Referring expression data
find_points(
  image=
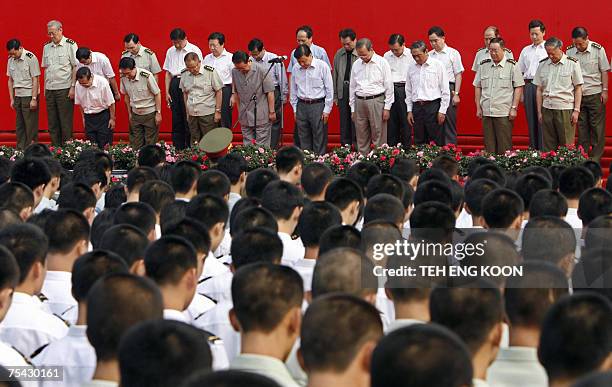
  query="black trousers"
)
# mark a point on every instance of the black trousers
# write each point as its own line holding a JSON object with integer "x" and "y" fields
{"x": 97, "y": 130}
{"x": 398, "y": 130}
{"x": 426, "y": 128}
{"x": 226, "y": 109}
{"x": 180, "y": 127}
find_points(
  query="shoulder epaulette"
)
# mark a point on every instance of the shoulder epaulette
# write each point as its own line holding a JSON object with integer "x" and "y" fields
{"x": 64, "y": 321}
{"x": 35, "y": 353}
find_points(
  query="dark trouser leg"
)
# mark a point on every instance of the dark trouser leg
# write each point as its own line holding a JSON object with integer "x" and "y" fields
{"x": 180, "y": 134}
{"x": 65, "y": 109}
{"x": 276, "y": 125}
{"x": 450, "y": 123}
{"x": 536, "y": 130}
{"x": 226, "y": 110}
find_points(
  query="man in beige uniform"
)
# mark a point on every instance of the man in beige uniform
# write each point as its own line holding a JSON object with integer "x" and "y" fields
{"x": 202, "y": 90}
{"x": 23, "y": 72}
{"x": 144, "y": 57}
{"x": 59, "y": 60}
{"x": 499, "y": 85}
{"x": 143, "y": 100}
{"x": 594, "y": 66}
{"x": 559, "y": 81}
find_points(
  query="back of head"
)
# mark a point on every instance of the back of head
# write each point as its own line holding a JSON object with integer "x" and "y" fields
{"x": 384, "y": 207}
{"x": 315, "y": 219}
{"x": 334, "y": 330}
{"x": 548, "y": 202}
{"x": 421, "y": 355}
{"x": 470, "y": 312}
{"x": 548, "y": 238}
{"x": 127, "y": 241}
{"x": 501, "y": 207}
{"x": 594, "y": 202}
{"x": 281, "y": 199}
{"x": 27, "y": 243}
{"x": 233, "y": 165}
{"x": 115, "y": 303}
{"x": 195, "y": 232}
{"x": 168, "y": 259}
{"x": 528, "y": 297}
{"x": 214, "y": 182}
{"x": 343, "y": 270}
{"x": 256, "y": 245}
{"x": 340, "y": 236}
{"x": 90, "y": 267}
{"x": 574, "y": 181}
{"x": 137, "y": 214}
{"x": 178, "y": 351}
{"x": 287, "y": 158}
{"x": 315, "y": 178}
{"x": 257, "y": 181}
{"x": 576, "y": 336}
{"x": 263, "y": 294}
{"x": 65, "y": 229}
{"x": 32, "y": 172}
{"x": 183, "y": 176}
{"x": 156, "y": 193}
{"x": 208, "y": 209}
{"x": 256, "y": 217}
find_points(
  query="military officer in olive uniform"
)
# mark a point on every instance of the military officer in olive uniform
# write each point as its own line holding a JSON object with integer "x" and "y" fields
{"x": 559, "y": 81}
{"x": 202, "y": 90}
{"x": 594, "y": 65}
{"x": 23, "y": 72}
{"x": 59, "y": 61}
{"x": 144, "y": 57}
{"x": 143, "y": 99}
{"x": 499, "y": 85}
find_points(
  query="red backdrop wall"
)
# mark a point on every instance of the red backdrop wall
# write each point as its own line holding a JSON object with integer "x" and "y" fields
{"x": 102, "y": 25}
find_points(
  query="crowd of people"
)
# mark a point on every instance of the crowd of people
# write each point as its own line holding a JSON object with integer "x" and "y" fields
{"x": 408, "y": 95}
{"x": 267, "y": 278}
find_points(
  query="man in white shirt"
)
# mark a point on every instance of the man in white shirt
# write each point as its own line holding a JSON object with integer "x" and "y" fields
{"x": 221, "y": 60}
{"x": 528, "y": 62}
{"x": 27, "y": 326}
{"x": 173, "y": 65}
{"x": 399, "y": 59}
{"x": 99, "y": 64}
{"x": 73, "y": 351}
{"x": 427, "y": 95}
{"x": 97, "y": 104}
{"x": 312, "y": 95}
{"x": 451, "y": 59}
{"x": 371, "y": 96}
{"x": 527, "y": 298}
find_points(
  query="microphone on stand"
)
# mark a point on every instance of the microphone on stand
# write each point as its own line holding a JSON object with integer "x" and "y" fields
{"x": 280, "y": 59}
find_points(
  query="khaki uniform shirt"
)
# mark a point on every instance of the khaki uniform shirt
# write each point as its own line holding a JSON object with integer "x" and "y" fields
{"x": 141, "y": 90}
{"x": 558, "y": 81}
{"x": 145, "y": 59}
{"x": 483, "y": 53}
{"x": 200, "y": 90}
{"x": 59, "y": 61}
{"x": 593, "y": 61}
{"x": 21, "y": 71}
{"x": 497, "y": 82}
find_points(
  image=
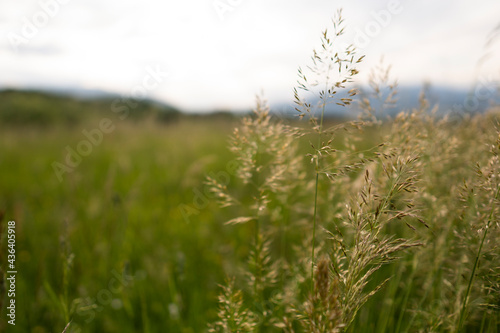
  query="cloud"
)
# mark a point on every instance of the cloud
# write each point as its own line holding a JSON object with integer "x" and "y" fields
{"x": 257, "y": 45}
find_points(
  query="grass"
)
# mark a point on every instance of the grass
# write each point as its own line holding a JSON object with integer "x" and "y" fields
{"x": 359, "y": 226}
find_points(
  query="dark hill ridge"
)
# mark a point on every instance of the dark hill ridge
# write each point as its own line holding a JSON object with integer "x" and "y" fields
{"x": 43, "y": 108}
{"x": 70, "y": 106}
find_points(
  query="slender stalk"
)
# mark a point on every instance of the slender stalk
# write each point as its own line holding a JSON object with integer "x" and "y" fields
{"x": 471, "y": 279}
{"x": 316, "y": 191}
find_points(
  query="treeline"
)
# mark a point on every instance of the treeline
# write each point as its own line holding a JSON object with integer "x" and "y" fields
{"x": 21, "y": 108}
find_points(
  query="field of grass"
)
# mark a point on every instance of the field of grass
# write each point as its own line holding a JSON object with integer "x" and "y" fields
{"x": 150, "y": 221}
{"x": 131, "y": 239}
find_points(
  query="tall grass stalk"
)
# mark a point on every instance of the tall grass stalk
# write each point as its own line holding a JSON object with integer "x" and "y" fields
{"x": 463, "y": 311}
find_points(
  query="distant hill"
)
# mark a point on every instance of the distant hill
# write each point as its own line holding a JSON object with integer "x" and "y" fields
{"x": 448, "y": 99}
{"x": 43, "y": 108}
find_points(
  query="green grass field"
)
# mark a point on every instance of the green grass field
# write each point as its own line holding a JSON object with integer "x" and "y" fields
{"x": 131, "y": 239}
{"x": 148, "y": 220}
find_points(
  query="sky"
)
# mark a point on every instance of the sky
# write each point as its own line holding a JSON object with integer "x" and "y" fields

- _Exercise_
Copy exactly what appears in the entries, beginning with the first line and ending with the line that has "# mark a point on every instance of the back", but not the pictures.

- _Answer for the task_
find_points(
  image=
  query="black trousers"
)
# mark a point on every instance of the black trousers
# write each point as its own line holding a JSON object with integer "x" and "y" fields
{"x": 97, "y": 130}
{"x": 398, "y": 130}
{"x": 426, "y": 128}
{"x": 226, "y": 109}
{"x": 180, "y": 127}
find_points(
  query="shoulder epaulette"
)
# mark a point on every instance of the shoulder epaulette
# write each point as its own line holding a JSON object with integer "x" and "y" fields
{"x": 64, "y": 321}
{"x": 35, "y": 353}
find_points(
  query="dark trouser leg"
)
# mark a point on every instance of the dark trouser leg
# write each point as its own line holding a JSON object with integer "x" and "y" fields
{"x": 180, "y": 134}
{"x": 65, "y": 109}
{"x": 276, "y": 125}
{"x": 450, "y": 123}
{"x": 536, "y": 130}
{"x": 226, "y": 110}
find_points(
  query="man in beige uniform"
)
# mark a point on every instance of the man in beige uniform
# write each point as its own line holding a JSON object with integer "x" and "y" fields
{"x": 202, "y": 90}
{"x": 23, "y": 72}
{"x": 144, "y": 57}
{"x": 59, "y": 60}
{"x": 499, "y": 85}
{"x": 143, "y": 100}
{"x": 594, "y": 66}
{"x": 559, "y": 81}
find_points(
  query="back of head"
)
# mark a point on every instance of the back of head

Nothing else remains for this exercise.